Text passage:
<<<<

Since Caribbean Blacks created the banjo in the 17th century and carried it to North America in the 18th century, it has been part of Black heritage.  An African New World combination of European and African elements, early banjos resembled plucked full spike folk lutes like the akonting of Gambia, Senegal, Guinea-Bissau, and the bunchundo of Gambia.  Like these instruments, early banjos had gourd or calabash bodies covered by a skin membrane and wood bridges held by string tension. Most early banjos had four gut or fiber strings, often three long and one short drone string, though some had two long strings and one short string. Banjos’ flat fingerboards and tuning pegs, not found on indigenous West African instruments, came from European instruments.

First reported in Jamaica in 1687 and in Martinique in 1698, until the 19th century, the banjo was identified exclusively with Black people. Banjos rang in Barbados, Antigua, St. Kitts, St. Croix, Suriname, and Haiti in the 1700s and early 1800s. First reported in North America in Manhattan in 1736, by the early 1800s, Blacks played banjos from New England to Louisiana.

The Old Plantation, painted before 1790 by South Carolina planter John Rose, depicts a Black banjoist and a Black drummer playing for Black dancers. By the 1830s, white entertainers wearing Black face makeup and singing what they called Black songs adopted the banjo. Known as “minstrels” by the 1840s, they became widely popular, touring the United States, Britain, Ireland, Australia, and New Zealand. Though they reflected American racism, their music, and dance launched worldwide interest in Black music and the banjo.

>>>>

Short task: Copy out the whole passage on the banjo's origins in Black heritage, word for word.

Material provided:

<<<<

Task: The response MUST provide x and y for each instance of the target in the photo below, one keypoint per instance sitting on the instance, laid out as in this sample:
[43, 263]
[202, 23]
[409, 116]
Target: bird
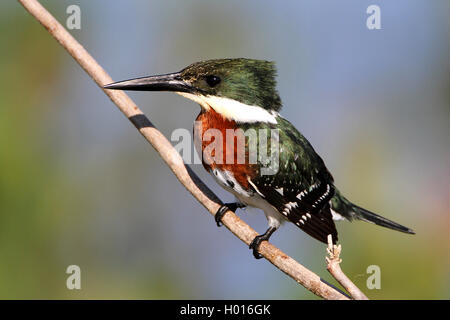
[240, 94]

>>>>
<<<<

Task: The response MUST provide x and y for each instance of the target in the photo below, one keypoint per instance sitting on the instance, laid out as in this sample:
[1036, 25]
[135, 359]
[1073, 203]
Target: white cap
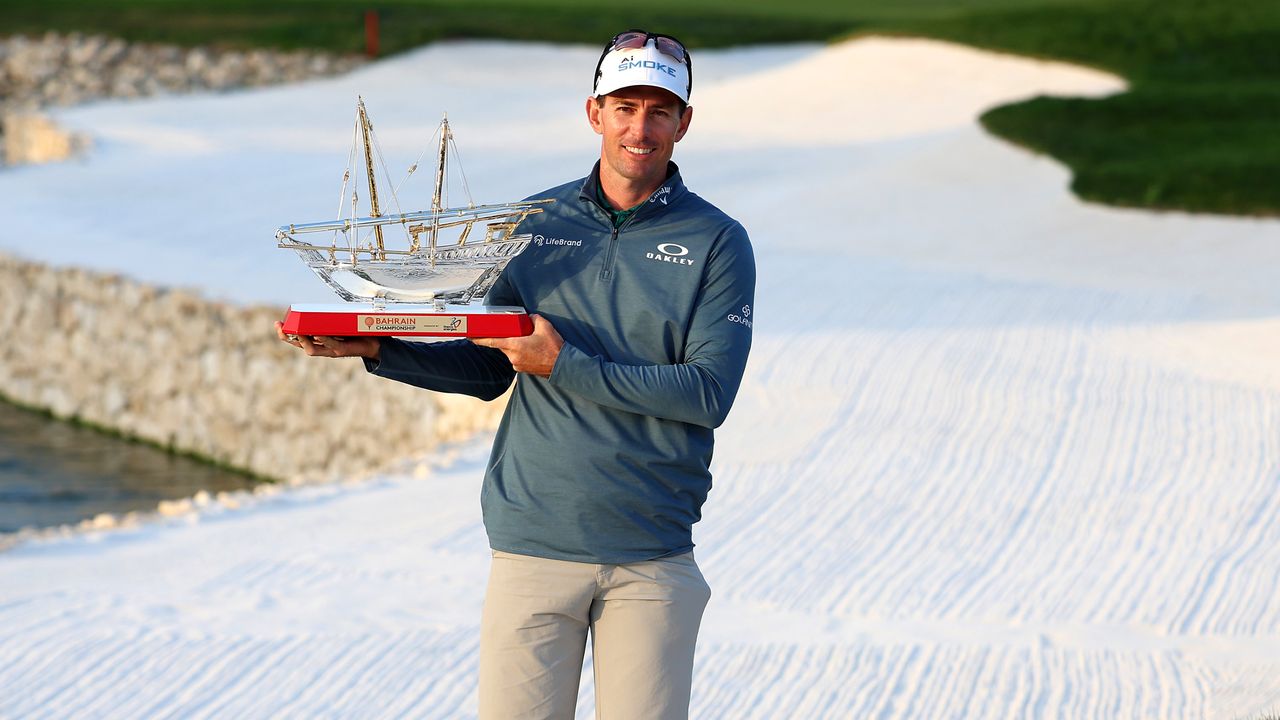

>>>>

Full response:
Since Caribbean Blacks created the banjo in the 17th century and carried it to North America in the 18th century, it has been part of Black heritage.  An African New World combination of European and African elements, early banjos resembled plucked full spike folk lutes like the akonting of Gambia, Senegal, Guinea-Bissau, and the bunchundo of Gambia.  Like these instruments, early banjos had gourd or calabash bodies covered by a skin membrane and wood bridges held by string tension. Most early banjos had four gut or fiber strings, often three long and one short drone string, though some had two long strings and one short string. Banjos’ flat fingerboards and tuning pegs, not found on indigenous West African instruments, came from European instruments.

First reported in Jamaica in 1687 and in Martinique in 1698, until the 19th century, the banjo was identified exclusively with Black people. Banjos rang in Barbados, Antigua, St. Kitts, St. Croix, Suriname, and Haiti in the 1700s and early 1800s. First reported in North America in Manhattan in 1736, by the early 1800s, Blacks played banjos from New England to Louisiana.

The Old Plantation, painted before 1790 by South Carolina planter John Rose, depicts a Black banjoist and a Black drummer playing for Black dancers. By the 1830s, white entertainers wearing Black face makeup and singing what they called Black songs adopted the banjo. Known as “minstrels” by the 1840s, they became widely popular, touring the United States, Britain, Ireland, Australia, and New Zealand. Though they reflected American racism, their music, and dance launched worldwide interest in Black music and the banjo.